TASK ITEM A: Please summarize the forum thread about the PhD thesis in three sentences.
TASK ITEM B: Carry the forum thread about the PhD thesis forward from its last line.
SOURCE DOCUMENT: Begin
Your thesis sounds interesting! Do you have a link to it by any chance?

gillesjacobs
·
1 year ago
·
[ - ]

rovr beat me to it below. Here are more links: https://jacobsgill.es/phdobtained (fun fact: because my thesis contains published papers, I am in breach of a few journal's copyright by uploading my own thesis pdf, but fuck'em).

LLM approaches were evaluated on my own time and but published (I left research after obtaining my PhD).

SpaceManNabs
·
1 year ago
·
[ - ]

> because my thesis contains published papers, ..., but f 'em

Excluding the part in the middle because I don't wanna repost potential issues for you. I just wanted to comment that that is terrible. People often talk about the siloed nature of research in industry, without considering that academia supports the draconian publishing system. I understand IP protection, but IP protection doesn't have to mean no access. This is such a huge issue in the bio- world (biostats, genetics, etc).

uolmir
·
1 year ago
·
[ - ]

I don't know your circumstances but often you retain the right to distribute a "post print", ie the final text as published but absent journal formatting. A dissertation should fit that definition.

gillesjacobs
·
1 year ago
·
[ - ]

This is indeed often the case, however, my university reviews each thesis, and deemed it can only change to open access in 2026 (+5 years from defense).

I think this is default policy for thesis based on publication agreements here.

In any case, I am not too worried.

pandatigox
·
1 year ago
·
[ - ]

Thank you for the link! And congratulations on obtaining your PhD

I have skimmed through it and it's truly amazing how good annotation of the dataset can lead to impressive results.

I apologise in advance if the question seems ignorant: The blog post talked about fine-tuning models online. Given that BERT models can run comfortably on even iPhone hardware, were you able to finetune your models locally or did you have to do it online too? If so, are there any products that you recommend?
SOURCE DOCUMENT: End
RECORDED DATA: Begin
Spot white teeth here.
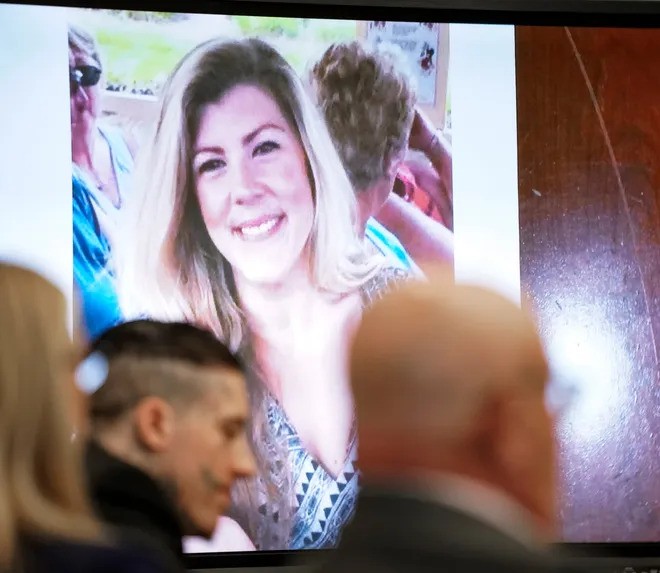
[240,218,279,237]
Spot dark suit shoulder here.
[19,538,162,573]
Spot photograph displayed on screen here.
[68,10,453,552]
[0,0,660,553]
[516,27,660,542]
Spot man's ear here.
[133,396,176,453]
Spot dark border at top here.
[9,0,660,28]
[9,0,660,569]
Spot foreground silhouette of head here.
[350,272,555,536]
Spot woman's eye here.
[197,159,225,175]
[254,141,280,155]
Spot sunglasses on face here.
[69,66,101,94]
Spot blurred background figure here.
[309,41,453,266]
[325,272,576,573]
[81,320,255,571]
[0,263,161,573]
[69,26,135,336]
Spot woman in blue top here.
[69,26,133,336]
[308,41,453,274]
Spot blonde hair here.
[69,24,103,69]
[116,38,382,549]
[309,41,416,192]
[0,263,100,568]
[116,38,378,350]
RECORDED DATA: End
RECORDED DATA: Begin
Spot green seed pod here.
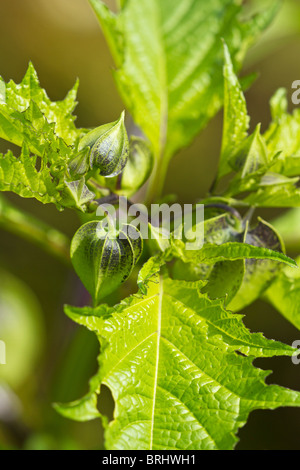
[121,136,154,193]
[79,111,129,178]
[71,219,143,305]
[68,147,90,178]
RECORDED DATA: End
ANSWER SECTION A: A commenter who recently obtained a PhD shares links to the thesis and notes that uploading the PDF breaches some journals' copyright because it contains published papers. One reply calls this terrible and criticizes how academia supports the publishing system, while another says authors often keep the right to distribute a post print. The thesis author answers that the university has ruled the thesis can only become open access in 2026, and another commenter congratulates them and asks whether the models were fine-tuned locally or online.

ANSWER SECTION B:
gillesjacobs
·
1 year ago
·
[ - ]

Thanks! The fine-tunes where done in 2019-21 on a 4xV100 server with hyperparameter search, so thousands of individual fine-tuned models were trained in the end. I used weights and biased for experiment dashboarding the hyperparam search, but the hardware was our own GPU server (no cloud service used).

I doubt you can fine-tune BERT-large on a phone. A quantized, inference optimised pipeline can be leaps and bounds more efficient and is not comparable with the huggingface training pipelines on full models I did at the time. For non-adapter based training you're going to need GPUs ideally.

Mockapapella
·
1 year ago
·
[ - ]

This is really cool -- thanks for posting it! I'll have to skim through it at some point since a lot of my work is in classifications models and mirrors the results you've seen

rovr138
·
1 year ago
·
[ - ]

Check https://www.researchgate.net/publication/356873749_Extractin...

wuschel
·
1 year ago
·
[ - ]

Seconded! Any URI to your PhD?

rovr138
·
1 year ago
·
[ - ]

Check https://www.researchgate.net/publication/356873749_Extractin...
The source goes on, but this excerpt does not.